[Page extract Boundary: Start]

Fog in the San Francisco Bay Area may represent a huge highway for genes that create perilous super bugs. The increase of super-bacteria through overuse of antibiotics may be emerging out of the air we breathe.
The frightening spread of infections proves how bad this super- bacteria problem has become. According to the World Health Organization, 500,000 people across 22 countries had this type of infection that is almost impossible to treat.
These are extremely dangerous because they carry ARGs, (antibiotic resistance genes), that protect them from most drugs. ARGs usually spread when a lucky superbug survives after an antibiotic dosage kills most of its comrades.
This allows the superbug to multiply, creating its own colony of dependents. These dependents share its superior genetic material. However, the team behind the new study discovered that in these ARGs it could spread differently. “ARGs could travel through air to remote regions or other places, where antibiotics on the other hand are less used,” said study author Maosheng Yao Ph.D. of Peking University’s College of Environmental Sciences.

[Page extract Boundary: End]

-- What this exercise asks --
A - Answer these questions about the superbug article above:
(i) According to the World Health Organization, how many people had this type of infection, and across how many countries?
(ii) What does the abbreviation ARGs stand for?
(iii) Which college of Peking University is study author Maosheng Yao part of?
B - In the superbug article above, why are these bacteria described as extremely dangerous?
C - Could you write out the part of the superbug article above starting with "These are extremely" and going on through "of Environmental Sciences."?

[Raw data Boundary: Start]

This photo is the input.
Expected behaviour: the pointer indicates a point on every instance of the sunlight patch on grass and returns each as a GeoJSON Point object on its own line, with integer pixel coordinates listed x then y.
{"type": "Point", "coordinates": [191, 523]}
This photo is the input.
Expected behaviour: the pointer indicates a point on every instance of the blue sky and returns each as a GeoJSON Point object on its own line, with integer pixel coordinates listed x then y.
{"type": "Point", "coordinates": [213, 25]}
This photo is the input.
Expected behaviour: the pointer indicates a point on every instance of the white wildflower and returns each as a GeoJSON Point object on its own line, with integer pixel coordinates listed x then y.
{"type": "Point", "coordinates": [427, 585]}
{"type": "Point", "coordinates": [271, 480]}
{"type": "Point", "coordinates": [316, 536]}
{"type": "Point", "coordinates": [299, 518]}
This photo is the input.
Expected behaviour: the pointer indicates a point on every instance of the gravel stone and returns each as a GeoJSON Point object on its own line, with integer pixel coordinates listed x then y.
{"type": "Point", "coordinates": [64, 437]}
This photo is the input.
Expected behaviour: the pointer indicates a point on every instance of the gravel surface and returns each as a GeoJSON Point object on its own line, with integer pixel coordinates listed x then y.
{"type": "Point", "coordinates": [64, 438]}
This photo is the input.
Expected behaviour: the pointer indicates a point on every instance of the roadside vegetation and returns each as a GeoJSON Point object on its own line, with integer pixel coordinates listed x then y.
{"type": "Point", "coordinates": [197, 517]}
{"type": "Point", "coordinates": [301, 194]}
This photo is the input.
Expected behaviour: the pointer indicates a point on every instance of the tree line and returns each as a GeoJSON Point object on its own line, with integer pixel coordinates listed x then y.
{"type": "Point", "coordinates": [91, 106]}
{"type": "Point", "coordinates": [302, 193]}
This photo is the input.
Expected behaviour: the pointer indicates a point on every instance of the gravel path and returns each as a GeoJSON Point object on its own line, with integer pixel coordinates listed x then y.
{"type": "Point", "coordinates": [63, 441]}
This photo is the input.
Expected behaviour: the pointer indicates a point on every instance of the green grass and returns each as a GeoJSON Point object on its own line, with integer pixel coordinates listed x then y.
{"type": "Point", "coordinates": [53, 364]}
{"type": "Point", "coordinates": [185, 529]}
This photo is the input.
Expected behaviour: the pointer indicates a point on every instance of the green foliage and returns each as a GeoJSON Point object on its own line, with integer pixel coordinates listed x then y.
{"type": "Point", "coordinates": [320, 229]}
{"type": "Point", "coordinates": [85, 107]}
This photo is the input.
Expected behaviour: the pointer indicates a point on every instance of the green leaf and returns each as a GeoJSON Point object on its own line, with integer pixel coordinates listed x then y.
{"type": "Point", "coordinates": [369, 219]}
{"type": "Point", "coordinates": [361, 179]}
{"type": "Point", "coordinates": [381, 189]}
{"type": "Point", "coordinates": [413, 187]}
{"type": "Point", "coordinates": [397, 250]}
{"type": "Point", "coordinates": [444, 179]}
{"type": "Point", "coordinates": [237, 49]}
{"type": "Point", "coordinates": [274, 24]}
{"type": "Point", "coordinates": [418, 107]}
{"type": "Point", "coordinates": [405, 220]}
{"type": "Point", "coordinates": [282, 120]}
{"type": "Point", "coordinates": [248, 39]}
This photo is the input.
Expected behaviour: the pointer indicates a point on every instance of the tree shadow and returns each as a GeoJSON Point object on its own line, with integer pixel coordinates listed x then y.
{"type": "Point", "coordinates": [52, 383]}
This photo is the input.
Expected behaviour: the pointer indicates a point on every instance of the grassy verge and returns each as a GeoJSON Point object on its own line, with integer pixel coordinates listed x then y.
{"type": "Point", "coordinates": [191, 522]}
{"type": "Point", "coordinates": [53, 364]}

[Raw data Boundary: End]

-- Exercise responses --
A -
(i) 500,000 people across 22 countries.
(ii) Antibiotic resistance genes.
(iii) The College of Environmental Sciences.

B - They carry ARGs, antibiotic resistance genes, that protect them from most drugs. This makes the infections they cause almost impossible to treat.

C -
These are extremely dangerous because they carry ARGs, (antibiotic resistance genes), that protect them from most drugs. ARGs usually spread when a lucky superbug survives after an antibiotic dosage kills most of its comrades.
This allows the superbug to multiply, creating its own colony of dependents. These dependents share its superior genetic material. However, the team behind the new study discovered that in these ARGs it could spread differently. “ARGs could travel through air to remote regions or other places, where antibiotics on the other hand are less used,” said study author Maosheng Yao Ph.D. of Peking University’s College of Environmental Sciences.